Data supplied:
----------

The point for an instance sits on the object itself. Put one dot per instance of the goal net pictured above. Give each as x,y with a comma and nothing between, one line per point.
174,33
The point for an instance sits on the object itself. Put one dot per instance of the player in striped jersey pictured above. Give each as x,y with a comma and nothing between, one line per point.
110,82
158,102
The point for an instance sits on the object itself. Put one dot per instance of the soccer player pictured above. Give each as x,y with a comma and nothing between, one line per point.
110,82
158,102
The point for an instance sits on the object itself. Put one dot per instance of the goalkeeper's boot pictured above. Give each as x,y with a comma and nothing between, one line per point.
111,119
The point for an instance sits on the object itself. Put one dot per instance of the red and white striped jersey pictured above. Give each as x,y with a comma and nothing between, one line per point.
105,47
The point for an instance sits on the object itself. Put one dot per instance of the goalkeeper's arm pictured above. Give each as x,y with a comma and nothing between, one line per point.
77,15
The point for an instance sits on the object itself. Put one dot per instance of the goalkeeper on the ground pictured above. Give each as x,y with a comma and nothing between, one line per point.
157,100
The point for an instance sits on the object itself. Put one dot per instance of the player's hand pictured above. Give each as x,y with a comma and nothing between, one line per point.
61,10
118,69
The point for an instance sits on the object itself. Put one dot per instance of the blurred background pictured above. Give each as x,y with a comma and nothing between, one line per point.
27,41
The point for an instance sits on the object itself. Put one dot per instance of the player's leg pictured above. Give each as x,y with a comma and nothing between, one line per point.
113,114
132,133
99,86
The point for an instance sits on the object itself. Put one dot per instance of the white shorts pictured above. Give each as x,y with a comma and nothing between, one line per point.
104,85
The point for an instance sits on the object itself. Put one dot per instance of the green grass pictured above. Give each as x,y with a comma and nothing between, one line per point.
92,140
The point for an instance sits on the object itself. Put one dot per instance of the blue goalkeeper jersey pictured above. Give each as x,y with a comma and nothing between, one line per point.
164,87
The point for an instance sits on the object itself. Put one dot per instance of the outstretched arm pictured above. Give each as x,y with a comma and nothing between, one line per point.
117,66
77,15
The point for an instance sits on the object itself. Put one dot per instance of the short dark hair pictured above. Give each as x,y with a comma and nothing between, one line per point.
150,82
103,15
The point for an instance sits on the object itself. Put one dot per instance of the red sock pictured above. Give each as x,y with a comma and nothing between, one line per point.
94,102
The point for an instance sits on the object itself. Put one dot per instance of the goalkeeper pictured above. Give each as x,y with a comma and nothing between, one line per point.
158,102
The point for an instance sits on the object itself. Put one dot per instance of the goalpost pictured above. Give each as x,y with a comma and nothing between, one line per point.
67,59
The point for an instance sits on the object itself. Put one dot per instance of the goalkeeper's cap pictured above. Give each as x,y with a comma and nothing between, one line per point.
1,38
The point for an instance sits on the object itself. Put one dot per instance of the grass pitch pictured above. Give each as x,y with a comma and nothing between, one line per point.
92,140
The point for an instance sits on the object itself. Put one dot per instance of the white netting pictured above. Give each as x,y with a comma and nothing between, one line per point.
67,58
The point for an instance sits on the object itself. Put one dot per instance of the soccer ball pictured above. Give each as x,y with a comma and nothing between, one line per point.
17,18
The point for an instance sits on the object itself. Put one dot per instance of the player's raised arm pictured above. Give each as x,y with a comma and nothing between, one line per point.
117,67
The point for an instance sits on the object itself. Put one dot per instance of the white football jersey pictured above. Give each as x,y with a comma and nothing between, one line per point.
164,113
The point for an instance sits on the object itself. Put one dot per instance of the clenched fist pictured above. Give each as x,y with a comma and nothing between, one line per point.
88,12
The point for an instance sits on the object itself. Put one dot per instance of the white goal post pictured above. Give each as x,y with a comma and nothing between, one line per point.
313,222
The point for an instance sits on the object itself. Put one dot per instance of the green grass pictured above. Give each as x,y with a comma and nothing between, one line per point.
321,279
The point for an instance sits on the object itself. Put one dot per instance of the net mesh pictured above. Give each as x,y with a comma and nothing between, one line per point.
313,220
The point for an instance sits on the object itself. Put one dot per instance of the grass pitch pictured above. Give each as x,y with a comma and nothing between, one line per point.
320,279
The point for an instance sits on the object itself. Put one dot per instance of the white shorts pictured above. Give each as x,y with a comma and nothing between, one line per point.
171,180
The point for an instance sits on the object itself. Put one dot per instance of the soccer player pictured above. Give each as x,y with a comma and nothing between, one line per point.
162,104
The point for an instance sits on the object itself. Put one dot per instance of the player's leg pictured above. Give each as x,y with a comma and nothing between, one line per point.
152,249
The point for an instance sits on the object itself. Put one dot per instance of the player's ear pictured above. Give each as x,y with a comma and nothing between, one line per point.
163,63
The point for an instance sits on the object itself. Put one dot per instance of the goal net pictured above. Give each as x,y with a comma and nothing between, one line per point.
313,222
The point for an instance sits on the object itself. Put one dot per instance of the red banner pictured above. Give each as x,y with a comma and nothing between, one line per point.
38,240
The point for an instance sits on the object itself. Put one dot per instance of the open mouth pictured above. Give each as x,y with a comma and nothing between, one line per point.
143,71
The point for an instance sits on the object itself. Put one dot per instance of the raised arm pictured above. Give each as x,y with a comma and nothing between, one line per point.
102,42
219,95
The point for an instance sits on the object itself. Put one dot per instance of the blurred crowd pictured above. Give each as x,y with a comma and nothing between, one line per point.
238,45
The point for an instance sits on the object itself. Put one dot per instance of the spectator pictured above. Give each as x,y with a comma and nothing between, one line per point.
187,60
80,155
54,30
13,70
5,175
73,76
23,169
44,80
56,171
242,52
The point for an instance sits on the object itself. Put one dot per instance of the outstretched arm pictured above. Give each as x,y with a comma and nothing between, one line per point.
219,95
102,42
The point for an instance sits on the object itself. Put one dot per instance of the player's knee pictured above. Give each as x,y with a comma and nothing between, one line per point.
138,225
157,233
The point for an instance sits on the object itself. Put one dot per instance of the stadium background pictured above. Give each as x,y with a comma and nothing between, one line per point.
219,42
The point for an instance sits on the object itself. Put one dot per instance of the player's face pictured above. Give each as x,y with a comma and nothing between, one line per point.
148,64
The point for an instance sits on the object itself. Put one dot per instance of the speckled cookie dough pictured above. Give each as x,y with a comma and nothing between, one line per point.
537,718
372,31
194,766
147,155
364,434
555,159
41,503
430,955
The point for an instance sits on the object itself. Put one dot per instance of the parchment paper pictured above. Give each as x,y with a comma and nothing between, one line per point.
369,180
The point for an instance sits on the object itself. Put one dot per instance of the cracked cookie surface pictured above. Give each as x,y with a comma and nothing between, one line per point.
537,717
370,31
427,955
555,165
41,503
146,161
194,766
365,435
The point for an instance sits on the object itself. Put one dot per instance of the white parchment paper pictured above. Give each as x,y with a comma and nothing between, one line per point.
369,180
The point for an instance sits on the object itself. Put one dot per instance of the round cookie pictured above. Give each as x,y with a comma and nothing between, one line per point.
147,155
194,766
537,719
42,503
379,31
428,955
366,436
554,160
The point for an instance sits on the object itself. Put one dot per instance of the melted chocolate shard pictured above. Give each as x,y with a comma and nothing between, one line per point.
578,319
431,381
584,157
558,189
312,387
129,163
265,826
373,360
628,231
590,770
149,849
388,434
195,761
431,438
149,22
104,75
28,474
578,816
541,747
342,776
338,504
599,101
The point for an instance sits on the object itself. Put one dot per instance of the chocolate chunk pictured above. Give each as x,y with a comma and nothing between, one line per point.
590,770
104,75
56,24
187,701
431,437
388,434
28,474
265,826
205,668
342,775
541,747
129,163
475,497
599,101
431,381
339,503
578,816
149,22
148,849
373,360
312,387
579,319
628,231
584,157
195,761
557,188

----------

Short exercise: Reproduce the material verbatim, line by line.

Answer in full:
The point for an instance sits on the object itself. Put one dot per instance of the goal net pictured above. Give each as x,y with a comma and nothing between, one line per point.
174,33
The point for an instance sits on the object itself. Put one dot per instance of the player in striped jersey pictured above. Give each as x,y with a comma and nothing between, one line per point.
110,82
158,102
The point for an instance sits on the object itself. Put one dot per instance of the soccer player pictured above. Give each as x,y with a comma and nothing between, one line per point.
110,82
158,102
The point for an instance sits on the object itself. Put one dot per instance of the goalkeeper's boot pictured above. Give each as x,y with a comma and nothing between, one line per point.
111,119
The point for an instance sits on the object itself. Put one dot per instance of the red and white striped jersey pictured above. Give each as x,y with a comma and nothing between, one line per point.
105,47
The point for an instance sits on the object itself. Put one dot per instance of the goalkeeper's arm pictured above. Give each as x,y with a comma and nothing between, one line per point.
77,15
The point for an instance sits on the object itself. Put one dot per instance of the goalkeeper on the ground pictured above. Give each as x,y with a comma and nothing between, one line per point.
157,100
The point for an instance sits on the object itself. Put one dot per instance of the player's hand pictured above. Give each as x,y with a comma and nothing between, one line per point.
61,10
118,69
The point for an instance sits on the object itself. Put one dot per instance of the blurred background pictured above. Give each as x,y with a comma and nothing between, one line per point.
27,41
The point for an instance sits on the object itself. Put one dot per instance of the player's leg pictured above. Give each as x,y with a comma and nothing between, one line per point.
113,114
132,133
99,86
The point for an instance sits on the object itself. Put one dot per instance of the white shorts pictured above. Give each as x,y with a comma and nothing between, one line per point.
104,85
The point for an instance sits on the object itself. Put one dot per instance of the green grass pictured above. Give each as x,y with a comma and nothing between, one line per point.
92,140
The point for an instance sits on the object itself. Put one dot per instance of the blue goalkeeper jersey pictured above. Give each as x,y with a comma and nothing between, one line per point.
164,87
The point for an instance sits on the object itself. Put one dot per instance of the outstretched arm pictured above. Give each as x,y with a comma and nothing between, one line per point.
117,66
77,15
The point for an instance sits on the object itself. Put one dot per instance of the short dark hair pictured above. Give each as x,y with a comma and nothing between, one line per point.
150,82
103,15
The point for an instance sits on the object itself. Put one dot per instance of the red sock pictured above. Give each as x,y with a comma and nothing between, one line per point.
94,102
The point for an instance sits on the object itself. Put one dot per instance of the goalkeeper pictured above. Give each as x,y with a comma and nothing between, one line per point.
158,102
The point for an instance sits on the object itself. Put one dot per instance of the goalpost pictured above. Give each as x,y with a comma and nothing between, one line per point.
67,59
The point for an instance sits on the object itself. Put one dot per instance of the goalkeeper's cap pictured above. Give each as x,y with a comma and nothing between, one line per point.
1,38
The point for an instance sits on the object itself. Put one dot per instance of the grass pitch pictured above. Give each as x,y with a comma and nothing between, one line per point.
92,140
The point for an instance sits on the object itself. Put one dot per instance of the white netting pictured above. Give each as x,y with a comma and nothing between, one line per point.
67,58
The point for an instance sits on the object itself. Put one dot per instance of the soccer ball pictured above. Give each as x,y with a comma and nothing between, one line per point.
17,18
The point for an instance sits on the object itself. Put one dot per instance of the player's raised arm pictured above. Give each as x,y with a comma and nothing between, one line per point.
117,67
The point for an instance sits on the object itself. Put one dot per instance of the white football jersey pictured above. Give each as x,y with a comma and nothing between, one line per point.
164,113
The point for an instance sits on the object itself. Put one dot per instance of the clenched fist pictured above. Give each as x,y with a comma and nothing between, one line per point.
88,12
The point for an instance sits on the object itself. Put one dot per instance of the white goal post pictured above. Give each as x,y with a comma and nothing between, one line per point.
313,222
The point for an instance sits on the object itself. Put one dot per instance of the green grass pictured above. Give each as x,y with a comma and nothing between, one line per point.
321,279
The point for an instance sits on the object itself. Put one dot per instance of the net mesh pictured above. Give each as x,y with a comma and nothing between, one line per point.
313,220
The point for an instance sits on the object itself. Put one dot per instance of the grass pitch pictured above. Give each as x,y with a comma and nothing between, one line per point.
320,279
The point for an instance sits on the object itself. Put one dot per instance of the white shorts pictured above. Give each as x,y with a comma and nothing between, one line per point.
171,180
The point for an instance sits on the object itself. Put one dot per instance of the soccer player pictured above. Give each as x,y with a comma and nothing between, one line per point.
162,104
The point for an instance sits on the object itself. Put one dot per instance of the player's leg pictured above. Give each as x,y with a comma and nothing between, one line per point.
152,249
The point for an instance sits on the object itself. Put one dot per instance of the player's ear pictured above. Give each as x,y with a comma and nothing between, one line per point.
163,63
The point for an instance sits on the object itself. Put one dot per instance of the goal net pictured above. Give each as x,y with a comma and nothing between, one line per point.
313,222
The point for an instance sits on the object itself. Put one dot per instance of the red banner pictured above. Give each as x,y with a comma and nothing between, one line per point.
38,240
The point for an instance sits on the object itself. Put one dot per instance of the open mouth pictured above. Give each as x,y with a comma and nothing between, one line per point.
143,71
The point for an instance sits on the object itself. Put one dot per instance of the raised arm pictured above. Give each as x,y with a comma and nothing between, one line per point.
102,42
219,95
The point for an instance sits on the object itself. Put one dot per instance of the blurred crowd pictured above. Give each as x,y with a comma and nothing between, one line per point.
238,45
The point for an instance sits on the object itself. Put one dot per instance of the spectator pictured above. Give each as x,y with a comma and nothing between, one line per point.
187,60
80,155
54,30
13,70
5,175
73,76
23,169
44,80
56,171
242,52
The point for an instance sits on the object itself. Put one dot per instance of the outstretched arm pictured above. Give each as x,y with a comma and nothing between, one line per point.
219,95
102,42
The point for an instance sits on the object itself. Put one dot per instance of the player's knee pictured above. Give each as x,y with a comma and nothing between, one line per point.
138,225
157,233
The point for an instance sits on the object itself. Put one dot per instance of the stadium background pictured above. Give each as x,y with a comma and nothing between, one line per point.
219,42
The point for an instance sits on the object itself. Put one dot per instance of the player's face pictured above. Give each as x,y with a comma and nothing between, one line per point.
148,64
The point for an instance sits on the object itself. Put one dot per instance of the speckled cookie dough pictured above. Give each as x,y with a comma and nothing between, one line per point.
537,718
372,31
194,766
147,155
364,434
555,159
41,503
430,955
The point for an instance sits on the object itself. Put one dot per instance of the parchment paper pictured above. Give each as x,y with a comma and nothing between, one line per point.
369,180
The point for an instance sits on the object itself. Put one dot per instance of the cracked cookie surface pictured above. Give each as x,y with a comma and nothing between, one line per point.
537,717
370,31
427,955
555,165
41,503
146,161
194,766
365,435
The point for an instance sits on the object itself. Put one dot per instance of the white parchment paper pictured above. Give each as x,y with a comma and nothing between, one line per point.
369,180
The point for an instance sits on the object itself. Put one dot per instance of the round cookie pictured above. Give each as x,y with a comma and nothing between, one line per point.
147,155
194,766
537,719
42,503
379,31
428,955
366,436
554,160
The point for an instance sits on the object itself. Put one dot per instance of the melted chocolate shard pictured above. Give each as x,y with a comma and nothing between, one line per point.
578,319
431,381
584,157
558,189
312,387
129,163
265,826
373,360
628,231
590,770
149,849
388,434
195,761
431,438
149,22
104,75
28,474
578,816
541,747
342,776
338,504
599,101
The point for an instance sits on the object itself. Put one dot per instance of the chocolate chunk pictured above. Give each as x,y with a comma and nothing between, one line per point.
590,770
104,75
56,24
187,701
431,437
388,434
28,474
265,826
205,668
342,775
541,747
129,163
475,497
599,101
431,381
339,503
578,816
149,22
148,849
373,360
312,387
579,319
628,231
584,157
195,761
557,188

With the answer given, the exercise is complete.